◆ **Work instruction**: Can you revise the part of the entries that opens with the line containing "</instance>" and closes at the end of the entries, swapping "rough mask" for "coarse mask" and leaving everything else as it is?

[Stored data entries]
..............................
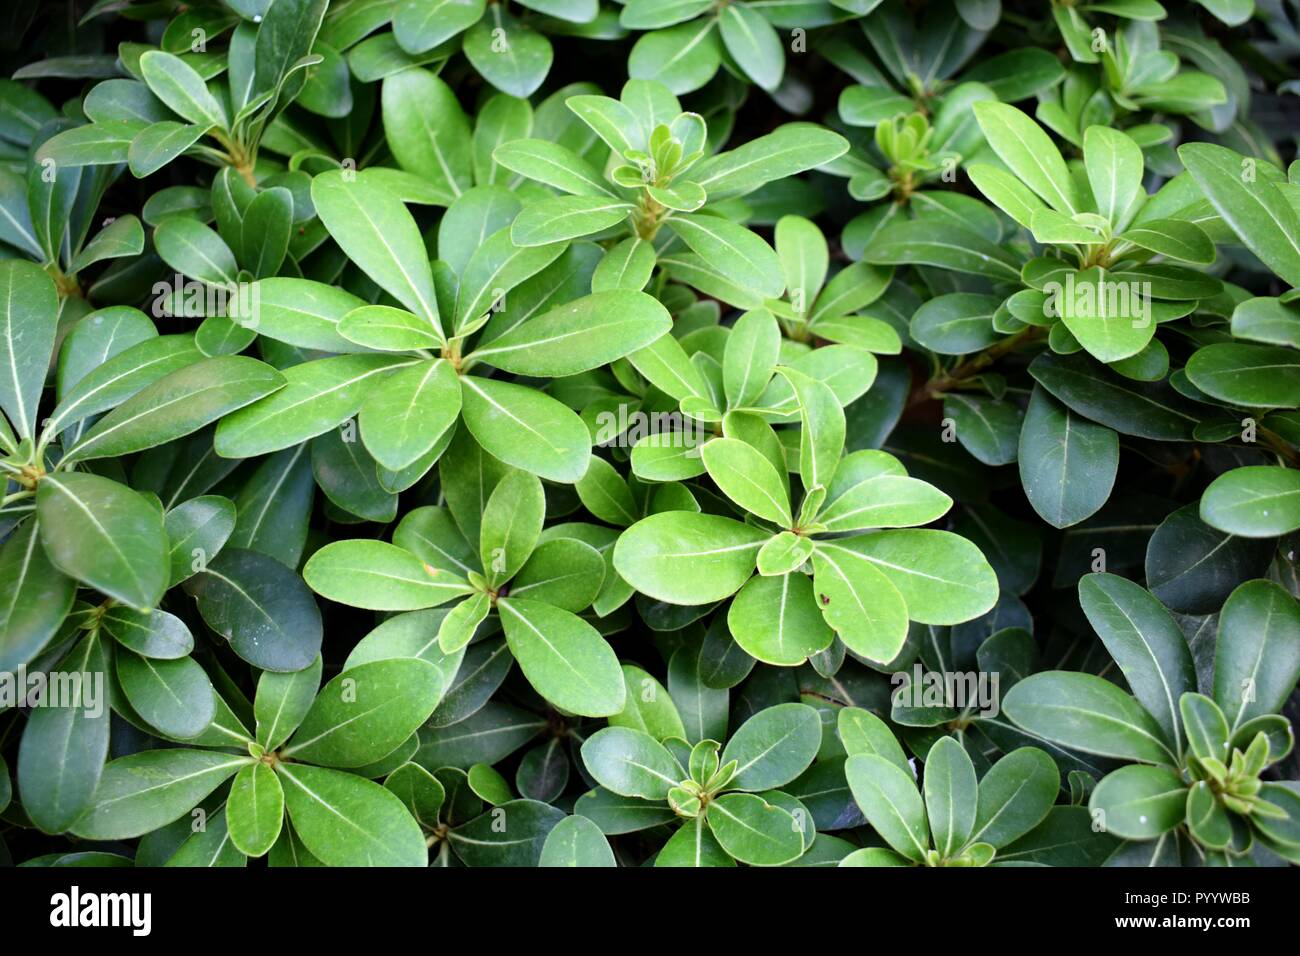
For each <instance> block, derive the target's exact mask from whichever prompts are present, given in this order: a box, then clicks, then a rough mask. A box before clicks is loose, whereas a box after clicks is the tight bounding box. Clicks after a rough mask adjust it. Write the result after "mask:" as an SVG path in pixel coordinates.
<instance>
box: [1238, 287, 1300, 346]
mask: <svg viewBox="0 0 1300 956" xmlns="http://www.w3.org/2000/svg"><path fill="white" fill-rule="evenodd" d="M1232 334H1234V336H1235V337H1236V338H1245V339H1249V341H1252V342H1265V343H1268V345H1288V346H1291V347H1292V349H1300V310H1296V308H1295V307H1294V306H1290V304H1286V303H1283V302H1282V300H1281V299H1273V298H1253V299H1245V300H1244V302H1240V303H1238V306H1236V308H1234V310H1232Z"/></svg>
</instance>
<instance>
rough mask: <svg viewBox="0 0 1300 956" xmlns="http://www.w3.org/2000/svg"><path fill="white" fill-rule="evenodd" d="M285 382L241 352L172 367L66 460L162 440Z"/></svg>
mask: <svg viewBox="0 0 1300 956" xmlns="http://www.w3.org/2000/svg"><path fill="white" fill-rule="evenodd" d="M283 385H285V376H282V375H281V373H279V372H277V371H276V369H274V368H272V367H270V365H268V364H265V363H261V362H257V360H256V359H250V358H247V356H243V355H221V356H217V358H213V359H204V360H201V362H196V363H194V364H192V365H187V367H185V368H181V369H177V371H175V372H172V373H170V375H168V376H165V377H162V378H160V380H159V381H156V382H153V384H152V385H147V386H146V388H143V389H140V390H139V392H138V393H135V394H134V395H133V397H131V398H129V399H127V401H126V402H123V403H122V405H120V406H117V408H114V410H113V411H110V412H109V414H108V415H105V416H104V418H103V419H100V420H99V421H98V423H95V427H94V428H91V429H90V432H88V433H87V434H86V437H85V438H82V440H81V441H79V442H77V444H75V445H74V446H73V447H72V449H69V451H68V455H66V458H65V460H68V462H74V460H87V459H91V458H109V457H118V455H129V454H131V453H134V451H143V450H144V449H148V447H153V446H156V445H165V444H166V442H169V441H175V440H177V438H182V437H185V436H187V434H191V433H194V432H196V431H199V429H200V428H203V427H204V425H208V424H211V423H213V421H216V420H217V419H220V418H222V416H224V415H229V414H230V412H233V411H235V410H237V408H242V407H244V406H246V405H252V403H253V402H256V401H257V399H259V398H264V397H265V395H269V394H270V393H273V392H278V390H279V389H281V388H283Z"/></svg>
..............................
◆ **Response for this exercise**:
</instance>
<instance>
coarse mask: <svg viewBox="0 0 1300 956" xmlns="http://www.w3.org/2000/svg"><path fill="white" fill-rule="evenodd" d="M285 382L241 352L172 367L66 460L162 440Z"/></svg>
mask: <svg viewBox="0 0 1300 956" xmlns="http://www.w3.org/2000/svg"><path fill="white" fill-rule="evenodd" d="M283 385H285V376H282V375H281V373H279V372H277V371H276V369H274V368H272V367H270V365H268V364H265V363H261V362H257V360H256V359H250V358H247V356H243V355H221V356H217V358H213V359H204V360H201V362H196V363H194V364H192V365H187V367H185V368H181V369H177V371H175V372H172V373H170V375H168V376H165V377H162V378H160V380H159V381H156V382H153V384H152V385H147V386H146V388H143V389H140V390H139V392H138V393H135V394H134V395H133V397H131V398H129V399H127V401H126V402H123V403H122V405H120V406H117V408H114V410H113V411H110V412H109V414H108V415H105V416H104V418H103V419H100V420H99V421H98V423H95V427H94V428H91V429H90V432H88V433H87V434H86V437H85V438H82V440H81V441H79V442H77V444H75V445H74V446H73V447H72V449H69V451H68V455H66V458H65V460H68V462H74V460H87V459H91V458H109V457H118V455H129V454H131V453H134V451H143V450H144V449H148V447H153V446H156V445H165V444H166V442H169V441H175V440H177V438H182V437H185V436H187V434H191V433H194V432H196V431H199V429H200V428H203V427H204V425H208V424H211V423H213V421H216V420H217V419H220V418H222V416H224V415H229V414H230V412H233V411H235V410H237V408H242V407H244V406H246V405H252V403H253V402H256V401H257V399H259V398H264V397H265V395H269V394H270V393H273V392H278V390H279V389H281V388H283Z"/></svg>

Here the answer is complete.